**** Extracted records
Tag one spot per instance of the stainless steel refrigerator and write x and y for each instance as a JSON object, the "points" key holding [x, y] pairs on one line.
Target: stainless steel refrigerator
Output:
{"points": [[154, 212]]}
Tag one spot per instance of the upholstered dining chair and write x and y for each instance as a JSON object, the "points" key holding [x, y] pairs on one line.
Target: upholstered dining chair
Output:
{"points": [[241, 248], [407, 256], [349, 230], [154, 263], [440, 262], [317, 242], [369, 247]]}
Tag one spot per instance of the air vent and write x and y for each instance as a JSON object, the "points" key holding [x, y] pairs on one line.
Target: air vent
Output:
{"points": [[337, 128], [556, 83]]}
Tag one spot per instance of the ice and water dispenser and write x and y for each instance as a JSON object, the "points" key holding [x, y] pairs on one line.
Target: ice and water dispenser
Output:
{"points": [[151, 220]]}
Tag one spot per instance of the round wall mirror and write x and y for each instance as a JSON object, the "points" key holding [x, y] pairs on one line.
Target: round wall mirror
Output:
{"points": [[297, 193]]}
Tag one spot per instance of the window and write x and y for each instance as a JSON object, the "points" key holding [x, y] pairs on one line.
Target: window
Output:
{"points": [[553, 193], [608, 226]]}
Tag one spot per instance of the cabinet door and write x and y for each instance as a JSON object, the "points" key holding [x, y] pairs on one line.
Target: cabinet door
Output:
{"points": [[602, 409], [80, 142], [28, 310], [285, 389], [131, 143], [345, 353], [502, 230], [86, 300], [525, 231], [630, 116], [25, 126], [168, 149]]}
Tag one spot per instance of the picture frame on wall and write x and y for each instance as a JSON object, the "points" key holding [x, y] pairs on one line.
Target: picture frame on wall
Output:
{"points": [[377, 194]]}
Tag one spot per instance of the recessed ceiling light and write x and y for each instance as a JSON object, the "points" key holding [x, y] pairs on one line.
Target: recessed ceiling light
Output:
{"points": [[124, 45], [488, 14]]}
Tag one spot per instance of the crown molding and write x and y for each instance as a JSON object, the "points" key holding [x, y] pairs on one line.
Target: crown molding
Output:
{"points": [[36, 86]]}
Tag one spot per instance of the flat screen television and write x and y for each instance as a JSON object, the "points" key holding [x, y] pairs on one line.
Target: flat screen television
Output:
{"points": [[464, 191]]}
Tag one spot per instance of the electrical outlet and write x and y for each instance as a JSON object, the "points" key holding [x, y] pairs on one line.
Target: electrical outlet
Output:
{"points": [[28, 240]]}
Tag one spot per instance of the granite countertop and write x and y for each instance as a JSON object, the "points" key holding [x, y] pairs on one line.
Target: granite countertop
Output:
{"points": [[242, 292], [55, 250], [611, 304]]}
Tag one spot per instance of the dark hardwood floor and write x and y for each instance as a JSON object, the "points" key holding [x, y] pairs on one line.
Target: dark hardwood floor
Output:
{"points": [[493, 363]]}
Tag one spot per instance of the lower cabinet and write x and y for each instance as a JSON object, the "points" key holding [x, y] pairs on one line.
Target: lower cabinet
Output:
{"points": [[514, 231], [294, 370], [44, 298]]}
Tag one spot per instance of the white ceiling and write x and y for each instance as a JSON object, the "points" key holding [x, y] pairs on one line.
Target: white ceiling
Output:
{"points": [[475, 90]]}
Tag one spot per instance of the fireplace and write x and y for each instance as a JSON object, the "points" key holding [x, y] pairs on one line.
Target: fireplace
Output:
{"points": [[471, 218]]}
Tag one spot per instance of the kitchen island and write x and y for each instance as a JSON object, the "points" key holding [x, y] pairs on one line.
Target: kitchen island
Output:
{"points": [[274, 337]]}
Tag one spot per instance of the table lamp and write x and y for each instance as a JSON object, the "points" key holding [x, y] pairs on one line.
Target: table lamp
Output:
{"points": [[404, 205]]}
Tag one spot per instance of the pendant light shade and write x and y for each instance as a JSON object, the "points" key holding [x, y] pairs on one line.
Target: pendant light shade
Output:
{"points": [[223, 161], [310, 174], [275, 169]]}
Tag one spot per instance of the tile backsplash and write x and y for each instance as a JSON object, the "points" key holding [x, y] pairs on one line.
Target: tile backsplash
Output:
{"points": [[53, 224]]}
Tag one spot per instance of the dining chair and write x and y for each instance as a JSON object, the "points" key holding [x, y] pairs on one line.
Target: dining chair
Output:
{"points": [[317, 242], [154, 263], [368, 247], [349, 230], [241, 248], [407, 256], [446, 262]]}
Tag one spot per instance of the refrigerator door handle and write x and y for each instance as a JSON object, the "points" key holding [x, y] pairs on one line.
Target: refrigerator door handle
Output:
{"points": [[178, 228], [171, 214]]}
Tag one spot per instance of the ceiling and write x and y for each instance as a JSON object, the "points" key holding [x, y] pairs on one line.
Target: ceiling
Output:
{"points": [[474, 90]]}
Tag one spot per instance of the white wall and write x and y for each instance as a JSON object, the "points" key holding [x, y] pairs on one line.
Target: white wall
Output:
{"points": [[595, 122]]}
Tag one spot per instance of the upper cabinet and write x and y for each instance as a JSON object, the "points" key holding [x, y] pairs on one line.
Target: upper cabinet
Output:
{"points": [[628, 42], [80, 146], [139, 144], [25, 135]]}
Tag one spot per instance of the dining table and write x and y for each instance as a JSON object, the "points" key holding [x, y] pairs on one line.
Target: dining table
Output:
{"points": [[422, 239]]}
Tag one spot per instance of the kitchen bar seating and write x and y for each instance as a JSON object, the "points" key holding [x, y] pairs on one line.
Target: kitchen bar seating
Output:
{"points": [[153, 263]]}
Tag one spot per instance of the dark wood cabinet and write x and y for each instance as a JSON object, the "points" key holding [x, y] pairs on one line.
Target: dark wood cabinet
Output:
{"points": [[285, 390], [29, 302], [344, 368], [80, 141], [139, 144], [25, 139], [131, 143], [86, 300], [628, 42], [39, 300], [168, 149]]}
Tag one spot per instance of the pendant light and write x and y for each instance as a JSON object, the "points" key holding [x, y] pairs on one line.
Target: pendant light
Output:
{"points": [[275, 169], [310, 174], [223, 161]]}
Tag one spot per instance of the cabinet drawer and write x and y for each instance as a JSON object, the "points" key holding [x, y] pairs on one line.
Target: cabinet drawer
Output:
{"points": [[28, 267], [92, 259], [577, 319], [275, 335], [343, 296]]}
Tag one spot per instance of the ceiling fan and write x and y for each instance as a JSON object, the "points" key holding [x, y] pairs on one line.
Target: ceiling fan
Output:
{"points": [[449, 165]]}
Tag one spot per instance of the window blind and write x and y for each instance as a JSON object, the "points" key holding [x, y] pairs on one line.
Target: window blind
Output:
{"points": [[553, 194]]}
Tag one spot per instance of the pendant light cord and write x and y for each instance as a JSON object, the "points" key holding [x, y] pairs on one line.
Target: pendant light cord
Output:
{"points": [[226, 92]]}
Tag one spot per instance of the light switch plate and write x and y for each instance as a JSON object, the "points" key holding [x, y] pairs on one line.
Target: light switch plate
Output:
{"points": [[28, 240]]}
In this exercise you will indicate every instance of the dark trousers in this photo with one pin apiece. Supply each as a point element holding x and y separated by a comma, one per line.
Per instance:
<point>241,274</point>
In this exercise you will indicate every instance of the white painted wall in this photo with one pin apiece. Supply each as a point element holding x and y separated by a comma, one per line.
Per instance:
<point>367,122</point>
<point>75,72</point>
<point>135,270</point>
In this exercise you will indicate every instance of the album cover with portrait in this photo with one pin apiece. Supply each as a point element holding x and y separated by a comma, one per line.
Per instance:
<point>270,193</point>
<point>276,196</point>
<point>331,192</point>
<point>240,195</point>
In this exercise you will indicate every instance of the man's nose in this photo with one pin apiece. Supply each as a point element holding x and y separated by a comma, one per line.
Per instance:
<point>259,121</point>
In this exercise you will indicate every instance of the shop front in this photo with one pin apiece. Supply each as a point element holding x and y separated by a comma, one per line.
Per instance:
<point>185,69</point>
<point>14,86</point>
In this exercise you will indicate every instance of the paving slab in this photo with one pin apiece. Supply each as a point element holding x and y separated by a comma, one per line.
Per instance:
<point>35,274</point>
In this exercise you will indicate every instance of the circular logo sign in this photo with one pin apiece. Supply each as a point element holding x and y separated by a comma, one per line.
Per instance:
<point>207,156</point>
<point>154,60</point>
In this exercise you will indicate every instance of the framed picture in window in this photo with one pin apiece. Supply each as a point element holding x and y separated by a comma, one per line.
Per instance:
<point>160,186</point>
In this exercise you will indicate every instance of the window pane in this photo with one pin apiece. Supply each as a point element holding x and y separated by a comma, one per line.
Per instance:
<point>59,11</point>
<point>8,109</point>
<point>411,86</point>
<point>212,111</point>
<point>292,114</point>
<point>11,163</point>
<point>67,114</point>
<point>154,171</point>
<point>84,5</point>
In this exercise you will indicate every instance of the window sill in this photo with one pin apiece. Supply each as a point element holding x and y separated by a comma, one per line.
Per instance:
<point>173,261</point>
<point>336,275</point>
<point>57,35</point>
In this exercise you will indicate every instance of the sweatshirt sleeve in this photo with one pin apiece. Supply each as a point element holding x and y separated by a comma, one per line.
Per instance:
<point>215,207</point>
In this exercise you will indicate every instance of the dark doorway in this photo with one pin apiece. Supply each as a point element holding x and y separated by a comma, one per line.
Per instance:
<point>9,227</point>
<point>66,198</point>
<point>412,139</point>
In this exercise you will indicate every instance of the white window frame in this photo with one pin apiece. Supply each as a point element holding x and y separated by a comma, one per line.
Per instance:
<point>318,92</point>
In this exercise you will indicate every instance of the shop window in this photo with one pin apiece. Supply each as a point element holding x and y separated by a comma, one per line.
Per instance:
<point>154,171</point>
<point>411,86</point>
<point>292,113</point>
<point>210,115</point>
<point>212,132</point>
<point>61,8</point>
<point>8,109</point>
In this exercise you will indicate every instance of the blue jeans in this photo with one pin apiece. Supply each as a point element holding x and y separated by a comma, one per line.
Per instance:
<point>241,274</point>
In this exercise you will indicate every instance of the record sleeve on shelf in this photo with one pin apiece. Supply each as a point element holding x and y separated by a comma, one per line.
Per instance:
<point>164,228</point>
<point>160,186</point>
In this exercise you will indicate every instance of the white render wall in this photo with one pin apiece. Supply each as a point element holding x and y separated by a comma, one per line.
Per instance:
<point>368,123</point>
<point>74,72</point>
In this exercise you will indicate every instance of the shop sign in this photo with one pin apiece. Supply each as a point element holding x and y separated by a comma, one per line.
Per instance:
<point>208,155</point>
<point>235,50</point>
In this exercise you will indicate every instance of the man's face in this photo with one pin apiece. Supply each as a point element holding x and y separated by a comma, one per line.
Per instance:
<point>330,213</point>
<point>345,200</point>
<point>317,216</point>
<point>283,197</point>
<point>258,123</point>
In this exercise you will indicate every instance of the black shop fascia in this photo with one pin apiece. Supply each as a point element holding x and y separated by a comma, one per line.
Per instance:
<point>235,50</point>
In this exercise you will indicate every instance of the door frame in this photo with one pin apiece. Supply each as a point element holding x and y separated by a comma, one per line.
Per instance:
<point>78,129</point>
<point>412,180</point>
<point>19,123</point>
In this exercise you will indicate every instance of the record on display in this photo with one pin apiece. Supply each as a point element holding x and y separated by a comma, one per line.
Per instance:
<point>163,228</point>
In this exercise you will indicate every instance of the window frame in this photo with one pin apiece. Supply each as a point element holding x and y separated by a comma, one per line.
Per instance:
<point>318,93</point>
********
**What needs to be done**
Taking the records above as input, show every line in which the word "molding" is present.

**Result of this task**
Tag one spot per instance of the crown molding and write x and y for each instance as a JSON object, the "points" key holding [x, y] pairs on one line.
Target: crown molding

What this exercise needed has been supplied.